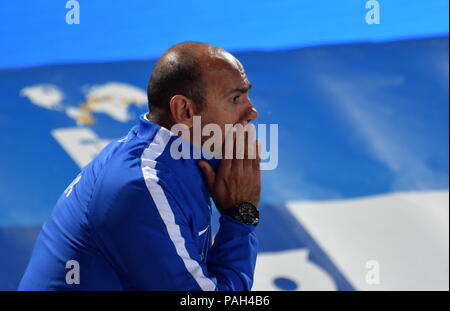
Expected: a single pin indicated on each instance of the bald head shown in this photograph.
(181, 70)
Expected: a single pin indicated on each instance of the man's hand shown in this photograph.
(236, 180)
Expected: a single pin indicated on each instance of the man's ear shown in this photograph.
(182, 110)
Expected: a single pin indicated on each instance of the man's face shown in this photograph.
(226, 88)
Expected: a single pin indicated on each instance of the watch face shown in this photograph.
(248, 213)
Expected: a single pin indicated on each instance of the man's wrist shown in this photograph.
(244, 212)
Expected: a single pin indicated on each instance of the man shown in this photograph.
(136, 218)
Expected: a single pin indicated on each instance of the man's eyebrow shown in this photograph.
(240, 90)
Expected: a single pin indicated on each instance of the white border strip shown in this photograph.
(148, 164)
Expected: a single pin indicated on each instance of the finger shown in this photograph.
(208, 173)
(257, 161)
(238, 160)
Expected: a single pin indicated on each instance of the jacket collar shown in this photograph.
(148, 128)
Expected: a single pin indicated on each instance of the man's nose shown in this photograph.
(251, 113)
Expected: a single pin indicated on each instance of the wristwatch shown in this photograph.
(244, 212)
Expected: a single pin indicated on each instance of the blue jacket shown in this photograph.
(137, 219)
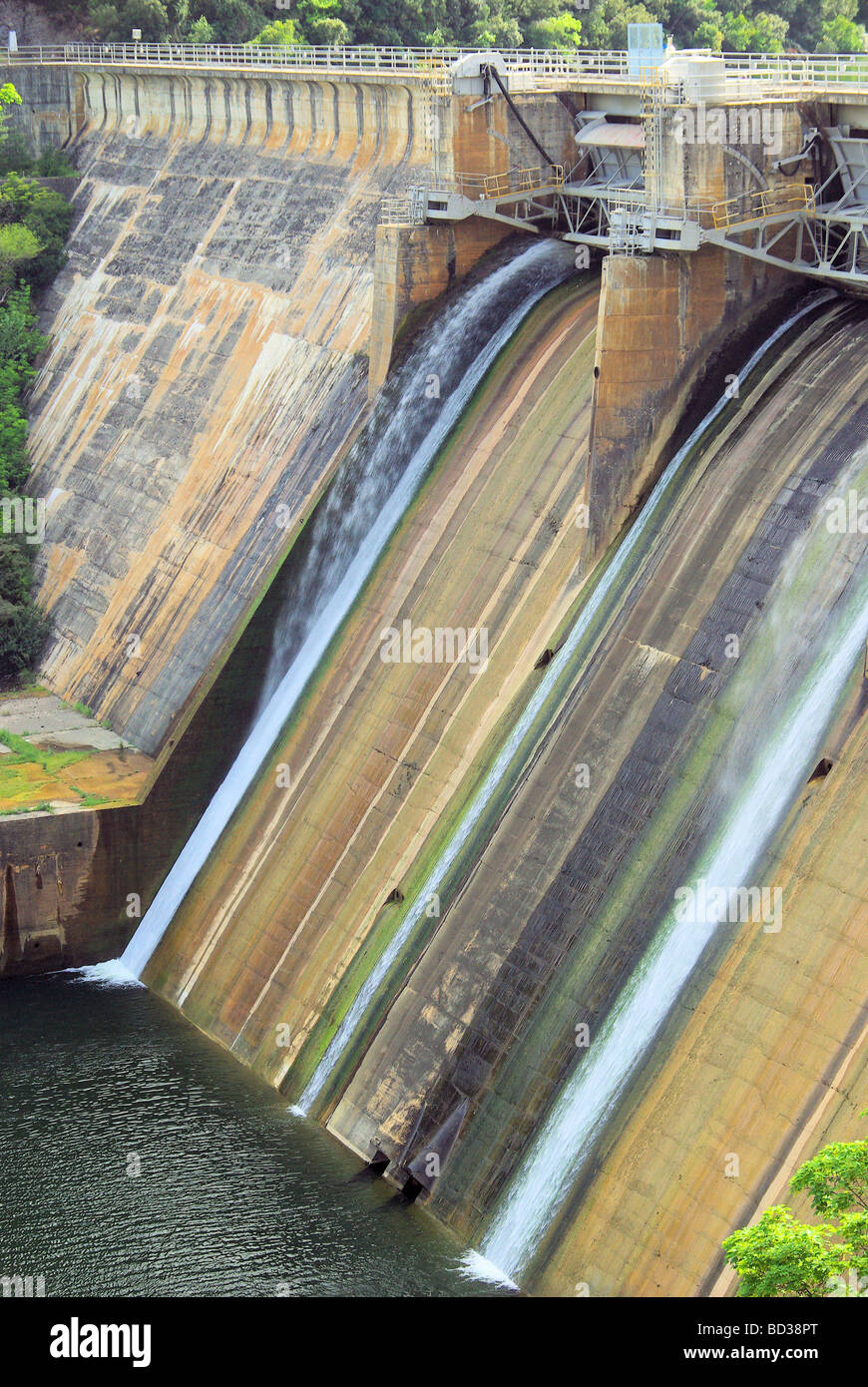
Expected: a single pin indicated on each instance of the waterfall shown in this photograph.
(561, 1145)
(376, 484)
(490, 784)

**Problem description**
Pictures are to be left out; the listing above is otherwise to be copied exactly.

**Your response**
Expected: a single pin indicated on each instance of the bald head shown in this photograph.
(181, 70)
Expected: a single pin indicated on each instance of the man's hand shown in this photograph.
(236, 180)
Expected: a single pin indicated on each instance of the man's ear shown in this photograph.
(182, 110)
Expected: a single pin indicated on each instance of the man's face shown in this photograph.
(226, 88)
Expected: a single pin indicated on each instance of the watch face shown in this photograph.
(248, 213)
Expected: a single pin indicated on each instance of the man's wrist shown in this photograph.
(244, 212)
Expected: a single pin indicated on each instance of the man shown in this photograph.
(136, 218)
Expected: a single pin indicated on each instance of the man's eyebrow shown in this photograph.
(240, 90)
Expected: a single pin indicated on each instance of the white border strip shown in this photograph.
(148, 164)
Expected: a single pin indicated on each instance of the finger shown in this photograph.
(208, 173)
(257, 161)
(238, 160)
Expected: a single pin indicated on each instance of the jacket collar shown in this photograph.
(148, 128)
Expected: a single pin indicated on each instance of the man's nose shown in this photograph.
(251, 113)
Expected: a single pin indicated on each instance of the wristwatch shown in this photograph.
(244, 212)
Expected: a single pin indicated on each instance of the blue jacket shown in this photograph.
(137, 219)
Expected: a single pin indicated on each instance of the waterfall shown in this photograph.
(561, 1145)
(376, 484)
(490, 784)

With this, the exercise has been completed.